> Problem set
1/ Reproduce the passage of the home health care article starting at "A joint 2004" and ending at "a waiting list.", swapping "elderly" for "older".
2/ According to the home health care article, how much did home health save compared with repeated hospital admissions in the study of elderly heart failure patients?

> Text provided
Pelovsky said HHS will do almost everything the nursing facility does, but they will do it in the home.

After the doctor's order for service is obtained, a registered nurse is usually sent in to determine what the individual's specific needs are.

Home health is considered intermittent short-term care.

"We initially admit and certify the patient for a 60-day period. Toward the end of that 60 days, we go in and reevaluate the patient to see if they need care for another 60 days. ... As long as we can show the insurance company (in most cases Medicare) that there is a need and that the patient is eligible," Pelovsky said.

Sometimes patients can be on home health care for years, O'Connor said. Wound care (also called bed sores) is an example of this.

"It is not because the patient lies in bed all the time, but because the skin is so transparent and thin."

HHS can provide important education concerning diet and medication interaction for newly diagnosed diabetics.

"Some people with a new diagnosis get very confused," O'Connor said.

"I've worked with the geriatric population here in Payson for 20 years.

"It is a proven fact that patients recover better, faster and more completely if they are in their own home environment. There is less stress. They are more at ease."

O'Connor said attitude is an amazing factor in the healing process, citing terminal cancer patients she has seen go into remission because of their attitude and quality of life at home.

A joint 2004 study by the National Institute of Health and the National Institute of Nursing Research agree.

In a study of elderly heart failure patients in six Philadelphia hospitals, a study found that home health versus repeated hospital admissions saved 37.6 percent, or $4,845 over a 12-month period.

RCHRC is taking applications for its eight rentals, and there is a waiting list.

Pelovsky said the good news is that managing owner Phil Eyring views the $25,000 retrofit as a good investment for the company and the community, and wants to remodel more units.

(Stored entries)
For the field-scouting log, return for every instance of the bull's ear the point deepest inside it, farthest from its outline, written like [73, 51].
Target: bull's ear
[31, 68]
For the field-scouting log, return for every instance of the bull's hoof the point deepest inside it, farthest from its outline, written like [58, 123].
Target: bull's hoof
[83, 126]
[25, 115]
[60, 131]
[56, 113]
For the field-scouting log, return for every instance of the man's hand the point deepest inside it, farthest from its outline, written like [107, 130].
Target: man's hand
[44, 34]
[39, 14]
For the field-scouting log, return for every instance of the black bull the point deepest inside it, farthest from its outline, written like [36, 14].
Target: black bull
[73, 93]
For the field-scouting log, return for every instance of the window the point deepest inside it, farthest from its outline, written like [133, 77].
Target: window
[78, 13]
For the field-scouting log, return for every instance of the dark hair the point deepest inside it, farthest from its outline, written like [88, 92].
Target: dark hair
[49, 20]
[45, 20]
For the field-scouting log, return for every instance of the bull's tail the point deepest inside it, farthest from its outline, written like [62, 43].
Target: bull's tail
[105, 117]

> Task responses
1/
A joint 2004 study by the National Institute of Health and the National Institute of Nursing Research agree.

In a study of older heart failure patients in six Philadelphia hospitals, a study found that home health versus repeated hospital admissions saved 37.6 percent, or $4,845 over a 12-month period.

RCHRC is taking applications for its eight rentals, and there is a waiting list.

2/ It saved 37.6 percent, or $4,845 over a 12-month period.